## [What to do]
Check every line of the listing below for the word "giving" and give the number of lines where it appears, with nothing added.

* * *

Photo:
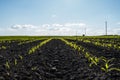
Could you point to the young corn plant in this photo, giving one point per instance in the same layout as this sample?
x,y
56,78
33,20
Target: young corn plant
x,y
21,57
33,49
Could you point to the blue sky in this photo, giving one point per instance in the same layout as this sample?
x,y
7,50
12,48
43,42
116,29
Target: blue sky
x,y
59,17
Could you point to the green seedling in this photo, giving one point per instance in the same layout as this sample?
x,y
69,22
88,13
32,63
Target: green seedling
x,y
7,65
15,61
21,57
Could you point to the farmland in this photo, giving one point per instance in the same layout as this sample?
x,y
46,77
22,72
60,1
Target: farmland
x,y
60,58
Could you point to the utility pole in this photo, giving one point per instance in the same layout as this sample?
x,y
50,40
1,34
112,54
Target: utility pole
x,y
106,28
76,34
85,31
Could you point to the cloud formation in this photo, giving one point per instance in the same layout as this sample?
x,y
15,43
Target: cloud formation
x,y
55,29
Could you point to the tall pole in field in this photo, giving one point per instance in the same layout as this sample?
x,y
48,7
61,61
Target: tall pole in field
x,y
76,34
106,27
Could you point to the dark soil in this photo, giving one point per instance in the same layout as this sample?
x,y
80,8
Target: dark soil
x,y
55,61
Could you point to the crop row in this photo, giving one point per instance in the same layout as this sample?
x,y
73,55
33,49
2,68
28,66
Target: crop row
x,y
101,62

* * *

## [Your solution]
9